··· Text to read

21 Bits of Cooking Advice You Didn’t Want and Will Not Be Grateful For
This was a difficult article to write. There are a lot of articles out there about random bits of cooking advice, and I couldn’t write my own in good faith because every time I tried, I just felt like I was stealing little bits of advice from everyone else and repackaging it all as my advice.
Let’s not do that. Instead, here’s a list of absolutely unhinged advice you would never want.
You’re welcome.
1. Blowtorch Your Toast for Maximum Crunch
Toasters? Pathetic. Ovens? Weak. If you want the crispiest, most perfectly browned toast on Earth, use a culinary blowtorch. Not only is it faster, but you also get to feel like an insane scientist setting your breakfast on fire.
2. Pancakes Cook Better on a Screaming Hot Piece of Cast Iron Stolen from a Campfire
Nonstick pans for pancakes? Cowardice. True power comes from heating a cast iron pan until it's hotter than the surface of Mercury, then cooking pancakes so fast they don’t even know what happened.
3. Vodka Stops Your Pie Dough from Becoming a Brick
Pie dough gets tough when gluten forms. Solution? Replace some of the water with vodka. It moistens the dough without triggering gluten formation, then evaporates in the oven, leaving a flaky crust so perfect it should be illegal.
4. The Microwave Will Save Your Garlic-Clogged Soul
Peeling garlic is a nightmare. But if you toss the cloves in the microwave for 15 seconds, the skin will slip off like a bad disguise in a spy movie. No more peeling like a peasant.
5. You Can Cook Steak in a Washing Machine (If You’re Insane Enough to Try It)
Sous vide cooks meat slowly in warm water. You know what else does? A washing machine set to hot. Vacuum-seal your steak, toss it in, and let the machine agitate it to culinary perfection. (Disclaimer: Do not do this unless you hate your appliances.)
6. Butter Your Peanut Butter Sandwich
You know what improves peanut butter sandwiches? More fat. A thin layer of butter under the peanut butter makes everything creamier, richer, and five times better. Accept it.
7. You Can Cook an Egg on a Newspaper Over a Candle
Place a raw egg inside a cone of rolled-up newspaper, light a candle underneath, and wait. The paper burns slowly and evenly, perfectly cooking the egg inside. It’s medieval, stupid, and somehow works.

······
··· Listed records

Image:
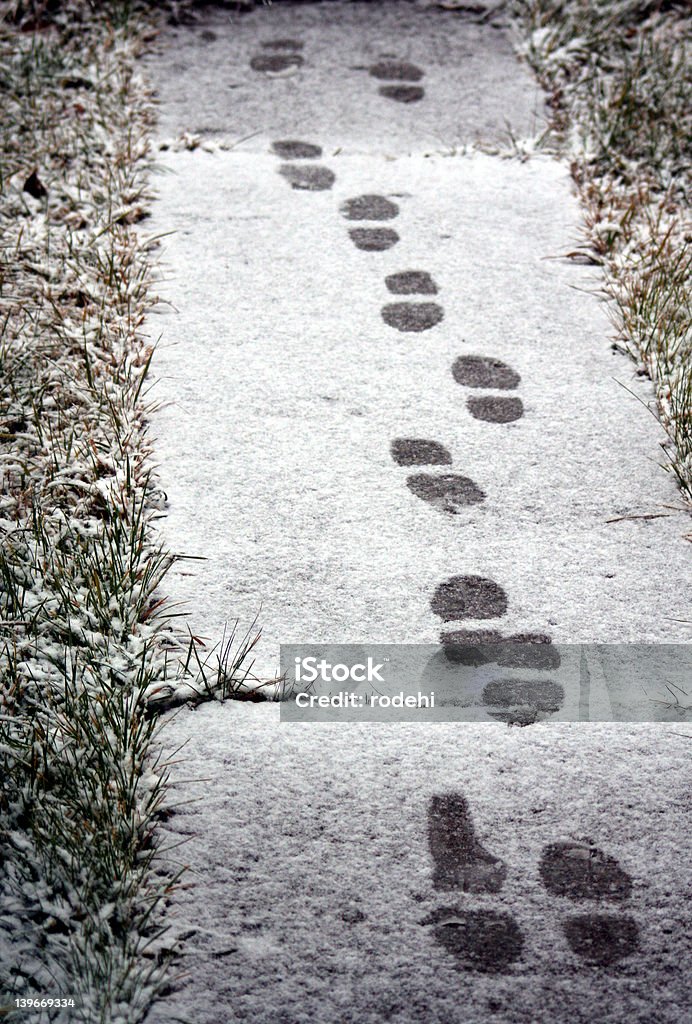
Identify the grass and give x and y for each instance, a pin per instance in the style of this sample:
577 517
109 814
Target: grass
89 654
618 81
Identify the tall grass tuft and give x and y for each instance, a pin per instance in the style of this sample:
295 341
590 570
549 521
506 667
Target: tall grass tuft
619 80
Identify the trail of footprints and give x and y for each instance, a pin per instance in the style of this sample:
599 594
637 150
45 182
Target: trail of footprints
462 597
578 873
479 939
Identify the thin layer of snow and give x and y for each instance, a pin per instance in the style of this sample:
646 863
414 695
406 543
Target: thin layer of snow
283 389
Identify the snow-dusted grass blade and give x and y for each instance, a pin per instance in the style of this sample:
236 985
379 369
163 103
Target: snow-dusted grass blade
619 82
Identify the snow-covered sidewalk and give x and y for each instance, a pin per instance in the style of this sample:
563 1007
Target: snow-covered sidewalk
391 413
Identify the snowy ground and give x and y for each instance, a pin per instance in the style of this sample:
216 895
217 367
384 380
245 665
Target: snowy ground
375 455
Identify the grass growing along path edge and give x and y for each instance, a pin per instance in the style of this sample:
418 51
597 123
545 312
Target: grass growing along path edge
618 80
88 652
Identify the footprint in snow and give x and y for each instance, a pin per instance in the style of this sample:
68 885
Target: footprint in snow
399 72
515 700
445 492
489 941
304 177
482 372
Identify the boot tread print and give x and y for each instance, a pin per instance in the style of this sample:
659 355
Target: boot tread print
581 870
487 941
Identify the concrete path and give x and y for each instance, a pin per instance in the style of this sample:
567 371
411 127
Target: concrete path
391 414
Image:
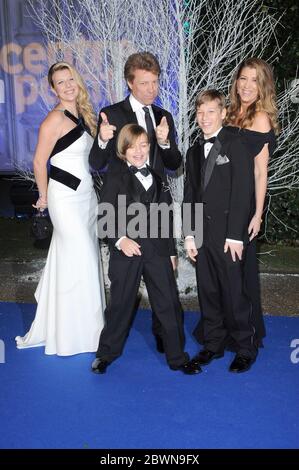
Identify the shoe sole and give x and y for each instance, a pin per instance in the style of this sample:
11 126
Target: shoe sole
95 371
218 356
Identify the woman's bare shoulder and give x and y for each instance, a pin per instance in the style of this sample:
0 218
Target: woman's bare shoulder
53 121
261 122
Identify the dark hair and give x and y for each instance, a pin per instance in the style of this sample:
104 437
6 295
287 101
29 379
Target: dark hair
210 95
127 137
142 61
266 99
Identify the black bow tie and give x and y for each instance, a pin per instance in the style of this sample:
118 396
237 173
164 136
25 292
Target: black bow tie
144 171
211 140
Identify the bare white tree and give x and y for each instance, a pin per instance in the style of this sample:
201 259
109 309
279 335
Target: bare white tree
199 44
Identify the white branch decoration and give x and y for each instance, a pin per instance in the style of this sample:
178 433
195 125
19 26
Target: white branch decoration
199 44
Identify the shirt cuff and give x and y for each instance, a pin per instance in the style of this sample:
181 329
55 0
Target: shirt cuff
117 244
234 241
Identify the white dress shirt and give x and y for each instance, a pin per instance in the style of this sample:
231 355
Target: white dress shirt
146 182
137 108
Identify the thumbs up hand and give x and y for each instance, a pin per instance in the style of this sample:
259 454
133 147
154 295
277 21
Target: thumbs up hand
106 131
162 131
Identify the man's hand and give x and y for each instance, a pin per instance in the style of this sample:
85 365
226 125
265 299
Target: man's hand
254 227
191 249
162 131
236 250
106 131
129 247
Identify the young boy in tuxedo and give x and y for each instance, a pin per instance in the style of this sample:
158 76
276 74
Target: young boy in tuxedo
219 174
133 256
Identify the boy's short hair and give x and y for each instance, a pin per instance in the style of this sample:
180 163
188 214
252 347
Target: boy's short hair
210 95
127 137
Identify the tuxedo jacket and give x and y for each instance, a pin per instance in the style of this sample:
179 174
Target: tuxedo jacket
224 184
120 114
119 181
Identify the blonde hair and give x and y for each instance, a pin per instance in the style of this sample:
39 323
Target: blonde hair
127 137
266 100
83 102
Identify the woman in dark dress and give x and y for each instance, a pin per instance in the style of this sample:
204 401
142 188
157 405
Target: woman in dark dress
253 114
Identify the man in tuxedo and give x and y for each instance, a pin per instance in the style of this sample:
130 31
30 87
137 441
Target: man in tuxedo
141 72
133 255
219 174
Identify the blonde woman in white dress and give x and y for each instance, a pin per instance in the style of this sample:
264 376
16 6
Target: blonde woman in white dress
70 294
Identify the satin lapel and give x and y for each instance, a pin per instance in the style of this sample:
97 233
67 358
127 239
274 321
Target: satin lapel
157 186
195 166
154 152
214 152
134 187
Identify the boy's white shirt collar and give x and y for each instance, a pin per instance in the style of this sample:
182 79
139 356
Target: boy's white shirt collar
213 135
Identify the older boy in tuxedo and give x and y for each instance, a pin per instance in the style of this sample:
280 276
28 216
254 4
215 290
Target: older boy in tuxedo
133 256
219 174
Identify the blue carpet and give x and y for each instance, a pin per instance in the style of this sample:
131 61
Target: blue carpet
54 402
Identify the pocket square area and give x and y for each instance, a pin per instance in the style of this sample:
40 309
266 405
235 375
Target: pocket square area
221 160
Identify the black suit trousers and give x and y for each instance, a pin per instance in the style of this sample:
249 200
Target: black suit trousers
225 307
125 275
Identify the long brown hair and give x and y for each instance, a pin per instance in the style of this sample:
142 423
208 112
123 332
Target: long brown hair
83 102
266 100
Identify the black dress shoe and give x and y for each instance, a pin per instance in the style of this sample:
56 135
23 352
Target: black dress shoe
189 368
241 364
205 356
159 344
99 366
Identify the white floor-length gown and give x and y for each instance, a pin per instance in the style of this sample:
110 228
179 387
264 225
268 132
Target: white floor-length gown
70 293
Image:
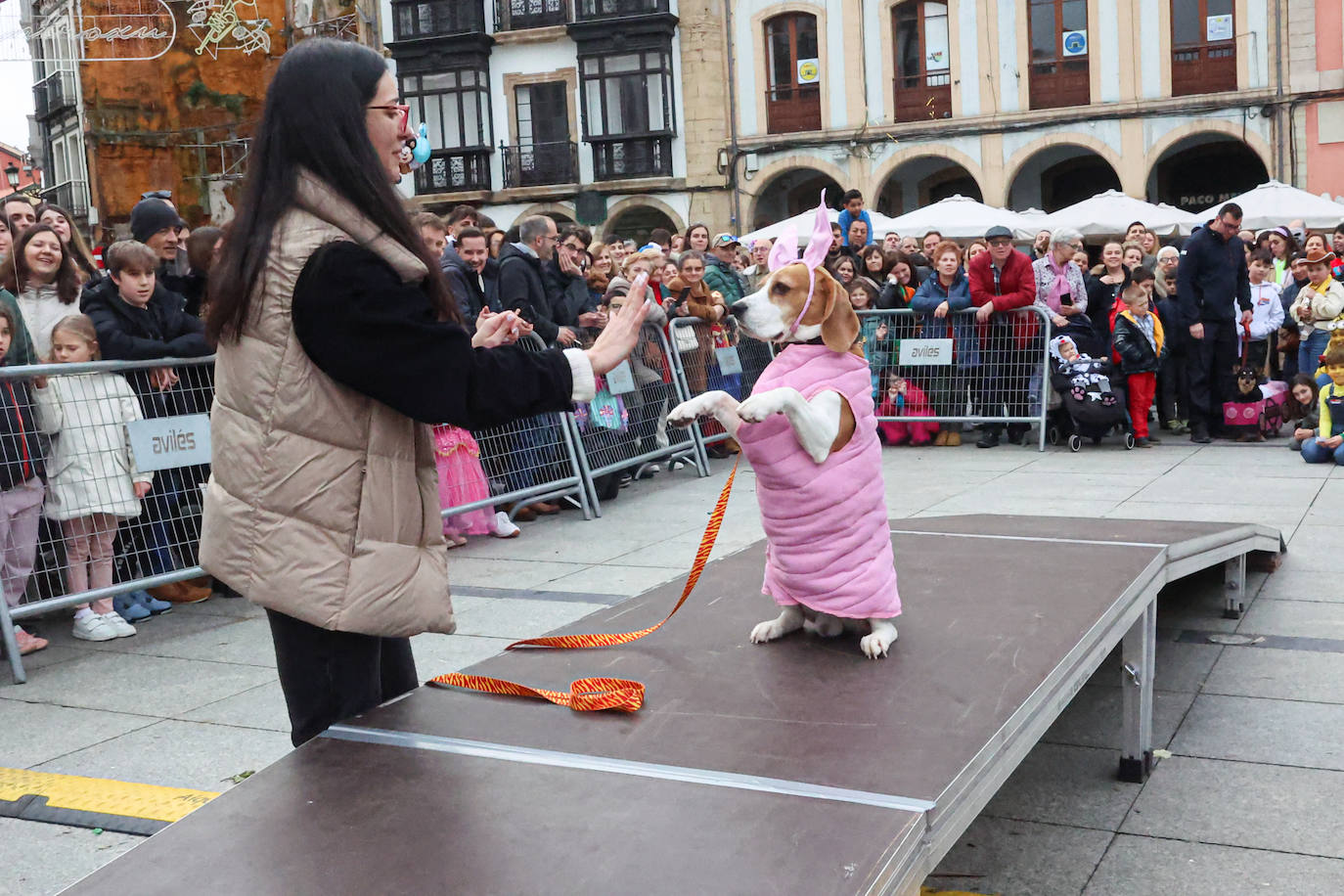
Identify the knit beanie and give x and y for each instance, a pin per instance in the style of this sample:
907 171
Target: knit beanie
150 216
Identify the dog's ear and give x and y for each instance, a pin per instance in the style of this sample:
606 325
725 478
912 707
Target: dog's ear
840 327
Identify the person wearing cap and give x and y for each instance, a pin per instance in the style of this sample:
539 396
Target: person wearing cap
1003 284
718 269
1319 304
155 223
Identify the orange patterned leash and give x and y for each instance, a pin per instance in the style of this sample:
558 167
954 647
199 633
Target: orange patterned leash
599 694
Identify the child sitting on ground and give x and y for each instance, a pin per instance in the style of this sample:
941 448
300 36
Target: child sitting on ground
1303 410
905 399
1266 309
1138 338
93 482
1328 443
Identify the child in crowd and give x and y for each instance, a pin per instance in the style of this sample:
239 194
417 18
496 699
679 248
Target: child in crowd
1303 410
1138 338
92 482
905 399
1266 309
461 481
1328 442
21 485
852 211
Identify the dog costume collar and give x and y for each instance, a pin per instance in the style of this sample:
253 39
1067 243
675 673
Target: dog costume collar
786 252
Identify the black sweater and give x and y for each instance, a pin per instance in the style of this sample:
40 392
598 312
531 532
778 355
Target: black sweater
381 337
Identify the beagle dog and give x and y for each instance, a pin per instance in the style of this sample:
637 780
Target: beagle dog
783 312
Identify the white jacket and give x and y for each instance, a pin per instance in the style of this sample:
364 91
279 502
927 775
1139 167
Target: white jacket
42 310
1266 310
90 469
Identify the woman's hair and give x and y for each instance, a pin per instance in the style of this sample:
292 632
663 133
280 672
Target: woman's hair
315 119
1294 407
686 237
201 247
78 246
14 272
82 327
945 246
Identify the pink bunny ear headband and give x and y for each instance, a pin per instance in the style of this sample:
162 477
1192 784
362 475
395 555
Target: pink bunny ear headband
786 252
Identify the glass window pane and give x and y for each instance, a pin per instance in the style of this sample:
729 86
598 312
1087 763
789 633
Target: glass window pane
1043 38
1187 25
937 57
1074 15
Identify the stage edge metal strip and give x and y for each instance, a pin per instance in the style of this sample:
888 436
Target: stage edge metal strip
557 759
1031 538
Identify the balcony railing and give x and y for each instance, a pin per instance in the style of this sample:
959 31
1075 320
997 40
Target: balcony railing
515 15
54 94
450 171
923 97
71 195
617 157
586 10
541 164
437 18
1206 67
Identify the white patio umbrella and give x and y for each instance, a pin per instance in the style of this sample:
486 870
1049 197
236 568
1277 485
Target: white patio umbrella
957 218
1110 212
1275 203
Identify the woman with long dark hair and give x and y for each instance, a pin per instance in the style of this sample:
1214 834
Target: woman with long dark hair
45 280
337 344
72 240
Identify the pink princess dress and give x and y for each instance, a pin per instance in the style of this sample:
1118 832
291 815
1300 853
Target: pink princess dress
829 542
460 481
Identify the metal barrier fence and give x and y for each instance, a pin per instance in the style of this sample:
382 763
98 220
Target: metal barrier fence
625 425
959 370
715 356
519 463
103 467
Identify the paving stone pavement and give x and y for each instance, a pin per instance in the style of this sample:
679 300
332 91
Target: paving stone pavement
1250 802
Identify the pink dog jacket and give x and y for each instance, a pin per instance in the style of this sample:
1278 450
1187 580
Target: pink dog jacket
829 543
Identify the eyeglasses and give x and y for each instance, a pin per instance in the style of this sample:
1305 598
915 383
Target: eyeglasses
395 107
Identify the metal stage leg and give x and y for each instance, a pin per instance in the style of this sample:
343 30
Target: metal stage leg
1139 648
1234 586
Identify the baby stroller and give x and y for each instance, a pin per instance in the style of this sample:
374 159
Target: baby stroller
1092 402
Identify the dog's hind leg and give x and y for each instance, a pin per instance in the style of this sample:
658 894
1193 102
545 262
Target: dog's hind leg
789 619
883 636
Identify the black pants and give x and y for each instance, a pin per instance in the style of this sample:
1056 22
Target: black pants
330 676
1208 366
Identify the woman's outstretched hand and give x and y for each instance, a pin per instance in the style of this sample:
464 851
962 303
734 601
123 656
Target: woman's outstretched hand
617 340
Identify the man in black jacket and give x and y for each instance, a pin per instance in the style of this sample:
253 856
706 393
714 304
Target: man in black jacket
573 304
1211 284
521 287
471 276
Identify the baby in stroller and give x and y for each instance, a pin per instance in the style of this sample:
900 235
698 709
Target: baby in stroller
1092 402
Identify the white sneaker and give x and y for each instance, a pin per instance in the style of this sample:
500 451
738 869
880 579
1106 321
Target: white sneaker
118 625
94 628
504 527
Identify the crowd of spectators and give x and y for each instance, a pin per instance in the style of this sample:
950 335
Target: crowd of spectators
1219 299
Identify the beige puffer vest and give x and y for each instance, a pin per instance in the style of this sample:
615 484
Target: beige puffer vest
323 503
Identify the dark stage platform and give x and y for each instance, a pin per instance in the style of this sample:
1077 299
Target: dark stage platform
797 766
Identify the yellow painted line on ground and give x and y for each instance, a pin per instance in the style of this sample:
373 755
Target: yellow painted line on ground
103 795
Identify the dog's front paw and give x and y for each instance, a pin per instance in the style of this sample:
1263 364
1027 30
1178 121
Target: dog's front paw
758 407
686 413
883 636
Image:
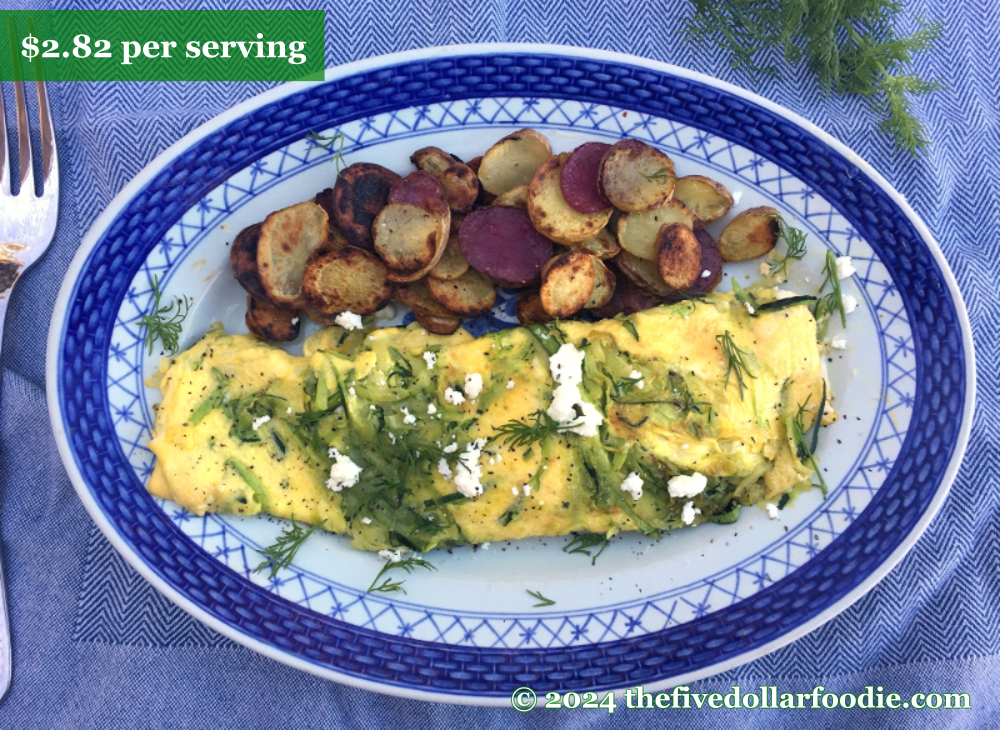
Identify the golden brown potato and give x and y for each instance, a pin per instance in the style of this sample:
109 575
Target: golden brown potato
513 161
552 216
469 295
405 237
678 256
635 176
707 199
289 239
349 280
637 231
271 323
751 234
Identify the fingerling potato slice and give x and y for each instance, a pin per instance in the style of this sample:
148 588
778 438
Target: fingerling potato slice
751 234
271 323
289 239
635 176
707 199
552 216
678 256
405 237
349 280
513 161
637 231
470 295
360 193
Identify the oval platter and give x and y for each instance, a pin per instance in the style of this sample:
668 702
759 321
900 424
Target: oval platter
656 613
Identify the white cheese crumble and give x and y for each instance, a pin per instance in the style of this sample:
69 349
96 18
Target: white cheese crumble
468 471
349 320
689 512
473 385
343 472
684 486
844 267
633 485
391 556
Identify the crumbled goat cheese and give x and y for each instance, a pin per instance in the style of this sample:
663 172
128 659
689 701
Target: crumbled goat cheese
633 485
844 267
391 556
349 320
688 513
343 473
687 486
473 385
468 470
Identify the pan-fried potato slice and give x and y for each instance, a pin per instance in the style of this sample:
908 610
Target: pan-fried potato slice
707 199
437 325
635 176
452 263
349 280
243 260
529 308
470 295
417 296
289 239
568 283
678 256
751 234
552 216
637 231
644 274
405 237
515 197
603 245
271 323
460 183
513 161
360 193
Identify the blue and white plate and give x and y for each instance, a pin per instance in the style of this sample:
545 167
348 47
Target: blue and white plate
652 613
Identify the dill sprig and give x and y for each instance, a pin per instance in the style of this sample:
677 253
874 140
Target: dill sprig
327 143
391 586
584 542
852 46
734 361
543 601
518 434
282 552
161 324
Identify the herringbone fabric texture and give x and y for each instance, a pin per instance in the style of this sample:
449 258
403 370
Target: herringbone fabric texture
95 646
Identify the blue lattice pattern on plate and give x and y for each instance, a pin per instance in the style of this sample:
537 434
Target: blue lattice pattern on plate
936 354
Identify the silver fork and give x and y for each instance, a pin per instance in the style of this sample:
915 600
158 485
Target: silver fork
27 225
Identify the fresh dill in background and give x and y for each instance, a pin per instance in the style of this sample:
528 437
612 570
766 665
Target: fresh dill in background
164 323
851 45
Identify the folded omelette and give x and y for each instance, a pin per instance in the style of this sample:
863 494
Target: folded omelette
399 438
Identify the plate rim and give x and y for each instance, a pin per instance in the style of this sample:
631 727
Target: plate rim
148 173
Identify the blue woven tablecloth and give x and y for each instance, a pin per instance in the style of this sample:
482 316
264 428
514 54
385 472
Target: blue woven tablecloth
95 646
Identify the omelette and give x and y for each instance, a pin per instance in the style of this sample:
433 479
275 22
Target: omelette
670 417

······

* Tasks to carry out
A. In the cooking-advice article, switch "unhinged" to "outlandish" and reproduce the passage starting at "21 Bits of Cooking" and ending at "would never want.".
B. State whether each of the following agrees with the cooking-advice article, answering yes or no and quoting the words that decide it: (i) Microwaving garlic cloves for 15 seconds loosens their skin. (ii) All of the water in pie dough should be replaced with vodka. (iii) The butter goes on top of the peanut butter.
C. Carry on the cooking-advice article beyond its seventh item, keeping its numbered format and tone.

* Results of the exercise
A.
21 Bits of Cooking Advice You Didn’t Want and Will Not Be Grateful For
This was a difficult article to write. There are a lot of articles out there about random bits of cooking advice, and I couldn’t write my own in good faith because every time I tried, I just felt like I was stealing little bits of advice from everyone else and repackaging it all as my advice.
Let’s not do that. Instead, here’s a list of absolutely outlandish advice you would never want.

B.
(i) Yes: "if you toss the cloves in the microwave for 15 seconds, the skin will slip off like a bad disguise in a spy movie"
(ii) No: "Replace some of the water with vodka."
(iii) No: "A thin layer of butter under the peanut butter makes everything creamier, richer, and five times better."

C.
8. Stop Stirring Your Risotto Like a Fool—Just Shake the Pot
Traditionalists say you must stir risotto constantly. Lies. Just shake the pan like you’re trying to wake it from a coma. The motion emulsifies the starch without overcooking it.
9. Want to Dry Herbs Fast? Stick Them in Your Car
If you need to dry fresh herbs quickly, don’t bother with an oven. Just put them on a tray and leave them in a hot car for a few hours. Instant herb preservation and a bonus fresh car smell.
10. Aluminum Foil Can Turn Into a Knife (Yes, Really)
Desperate times? Fold aluminum foil over itself 50+ times, hammer it flat, then sharpen it. Boom. Emergency kitchen knife. Will it work well? No. Will it work at all? Surprisingly, yes.
11. A Spoonful of Mayo in Your Cake Batter Is the Ultimate Cheat Code
Mayo is just eggs and oil, so adding a spoonful to cake batter makes it ridiculously moist. No, your cake won’t taste like a sandwich. Yes, you should try it.
12. “Exploding” Hot Dogs Taste Better
Slit a hot dog just slightly before grilling. As it cooks, the skin will explode in controlled bursts, allowing it to caramelize inside and out. It’s ugly, but violently delicious.
13. A Clothes Iron Can Cook a Steak
No pan? No problem. Wrap a steak in foil, place it on a cutting board, and press a hot clothes iron on top. Flip occasionally. It’s disgusting, but it works.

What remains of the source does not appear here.